PROVIDED DATA ::

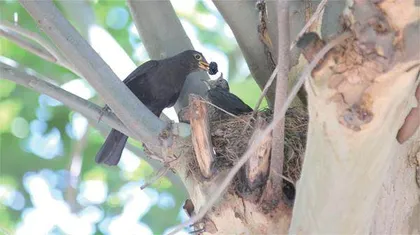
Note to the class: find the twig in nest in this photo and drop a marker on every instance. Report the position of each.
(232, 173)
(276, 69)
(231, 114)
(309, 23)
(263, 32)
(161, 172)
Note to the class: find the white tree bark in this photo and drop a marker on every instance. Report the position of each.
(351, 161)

* * *

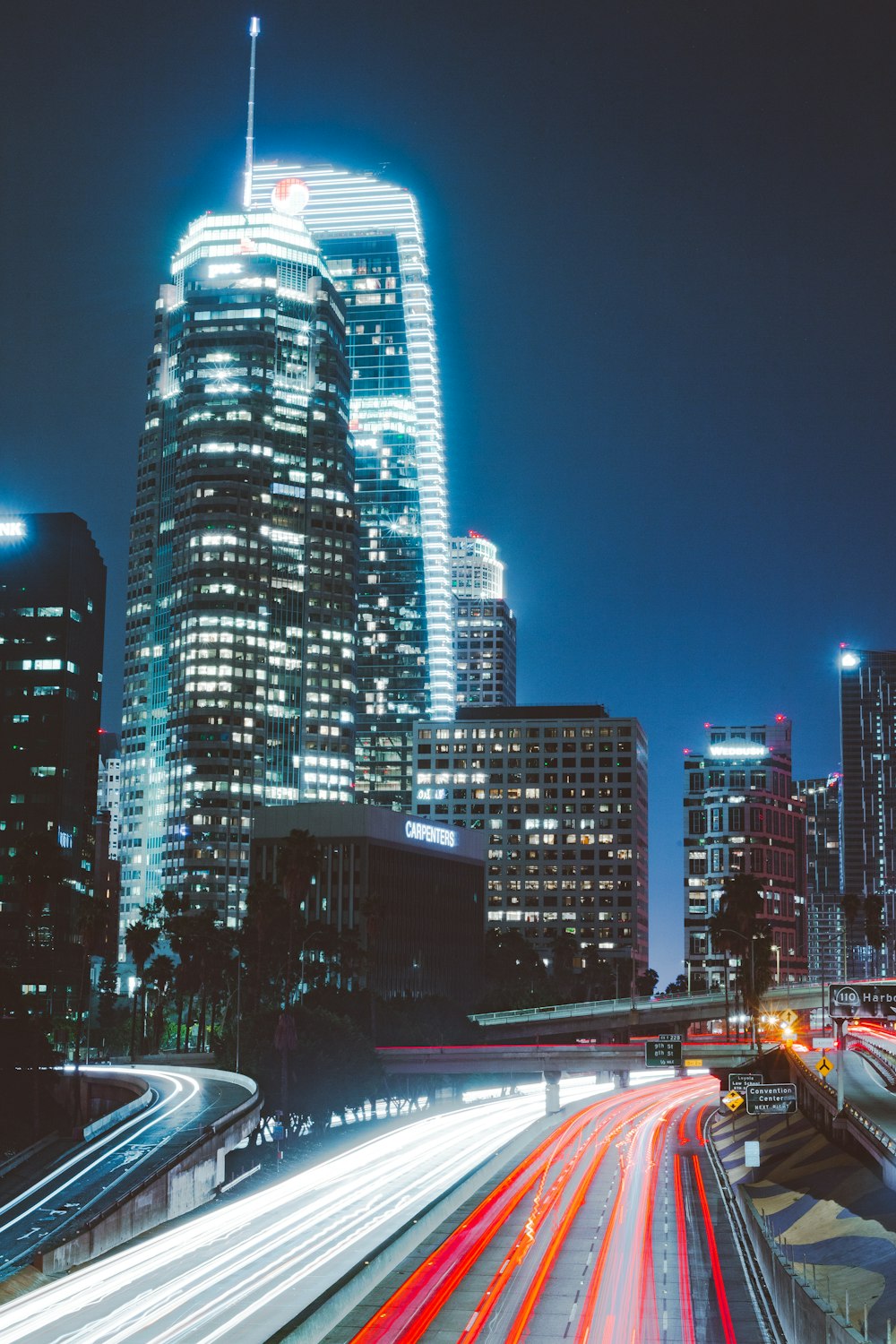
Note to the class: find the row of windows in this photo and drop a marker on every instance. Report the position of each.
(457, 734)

WHAT THIS TASK INVOLVES ::
Count the lines in the material above that contain the string "nest", matching case exactly, and reply with the number alone.

RESPONSE FOR THIS EXERCISE ::
1